Re: TODO update

[Akim Demaille]

|  > There is something which remains unclear to me: you seem to say we
|  > should not display them as $default, but they are.  They are because
|  > conflrow and others are not used to generate .output.  
| 
| Well, no, but the change I introduced for the benefit of GLR affects
| 'actrow', and thus prevents it from being set to the 'default' marker
| (0), and therefore from being compressed away.  Take a look at the
| output you provided:

I think we are still not understanding each other.  output is
generated *before* the computation of actrow and the like.  It does
*not* use the same computation of `default' as the ``real'' automaton
does.

As I said, I agree it is a problem in the design of Bison, but i do
not want to change this now.


|Take a look at the output you provided:
|  > | State 5 contains 1 shift/reduce conflict and 2 reduce/reduce conflicts.
|  > | 
|  > | 
|  > | Grammar
|  > | 
|  > |     0 $axiom: exp $
|  > | 
|  > |     1 exp: exp '+' exp
|  > |     2    | exp '+' exp
|  > |     3    | '0'
|  > | 
|  ...
|  > | state 5
|  > | 
|  > |     1 exp: exp . '+' exp  [$, '+']
|  > |     1    | exp '+' exp .  [$, '+']
|  > |     2    | exp . '+' exp  [$, '+']
|  > |     2    | exp '+' exp .  [$, '+']
|  > | 
|  > |     '+'  shift, and go to state 4
|  > | 
|  > |     $         reduce using rule 1 (exp)
|  > |     $         [reduce using rule 2 (exp)]
|  > |     '+'       [reduce using rule 1 (exp)]
|  > |     '+'       [reduce using rule 2 (exp)]
|  > |     $default  reduce using rule 1 (exp)
| 
| This says there are conflicts on $ and '+'.  For $, it gives the two
| reductions; for '+', it gives the two possible reductions and the shift.

I'm referring to the fact that, unless I'm mistaken, there is no such
thing as a $default in GLR, so first of all, $default has nothing to
do here.

|  > The presentation of this state is very confusing.
| 
| I'm not sure why you say so.  The one potentially confusing thing is
| that the first $ rule (since there is no S/R conflict) is not
| bracketed, even though it is, in fact, treated identically to the 
| other $ rule (which is bracketed).   This is an artifact of bison's
| reporting of the OTHER sense of 'default' reduction---i.e., the
| reduction taken by default when there is a R/R conflict for the
| ordinary LALR(1) parser.

○ ○ ○ ○ ○

To-do list:
1. In the Bison thread, why does the .output report still show $default after the GLR change to actrow? Answer in one to three sentences.
2. Carry on the Bison thread from its last line.

Information shown:

○ ○ ○ ○ ○

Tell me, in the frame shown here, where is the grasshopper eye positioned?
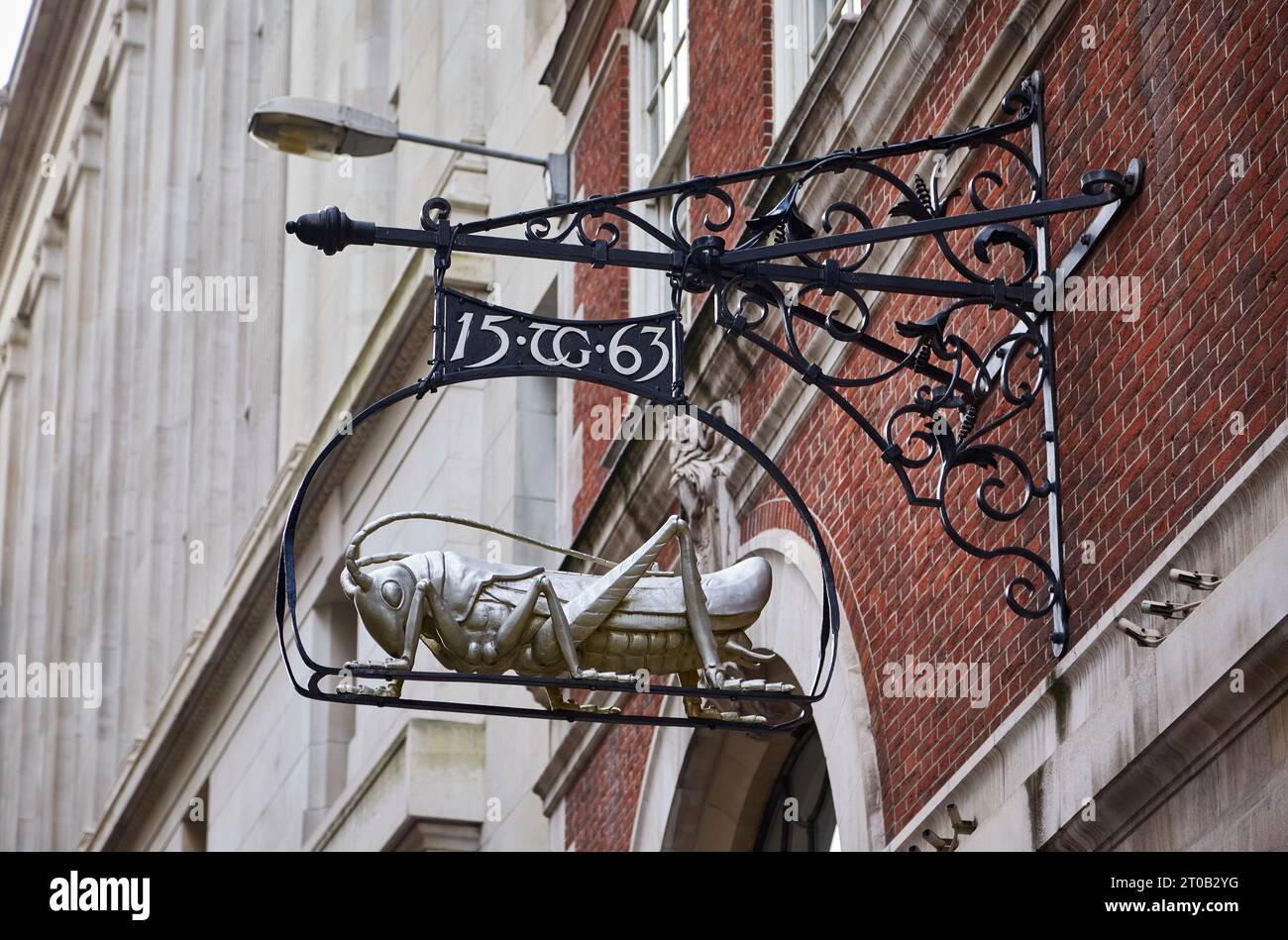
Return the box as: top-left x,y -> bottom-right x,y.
380,580 -> 402,610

○ ○ ○ ○ ○

Exercise responses:
1. The .output report is generated before actrow and the related tables are computed. It does not use the same computation of "default" as the real automaton, and conflrow and the other tables are not used to produce it.

2.
I disaagree on the reading.  What Bison wrote above is

        There are several possible actions on $: r1 and r2.
        r2 is disabled.
        There are several on +: s4, r1, r2.
        r1 and r2 are disabled.

*That's* what ``means'' Bison. `[]' means `possible according to the
grammar, but no executed at all because of conflicts', not `because of
$default'.

Play as much as you want with or without %glr, there is *no
difference*.  In the present case, it ought to be

state 5

    1 exp: exp . '+' exp  [$, '+']
    1    | exp '+' exp .  [$, '+']
    2    | exp . '+' exp  [$, '+']
    2    | exp '+' exp .  [$, '+']

    '+'  shift, and go to state 4

    $         reduce using rule 1 (exp)
    $         reduce using rule 2 (exp)
    '+'       reduce using rule 1 (exp)
    '+'       reduce using rule 2 (exp)
    $default  reduce using rule 1 (exp)

and I was, in addition, questioning the presence of this $default
guy.  Should it be:

state 5

    1 exp: exp . '+' exp  [$, '+']
    1    | exp '+' exp .  [$, '+']
    2    | exp . '+' exp  [$, '+']
    2    | exp '+' exp .  [$, '+']

    '+'  shift, and go to state 4

    $         reduce using rule 1 (exp)
    $         reduce using rule 2 (exp)
    '+'       reduce using rule 1 (exp)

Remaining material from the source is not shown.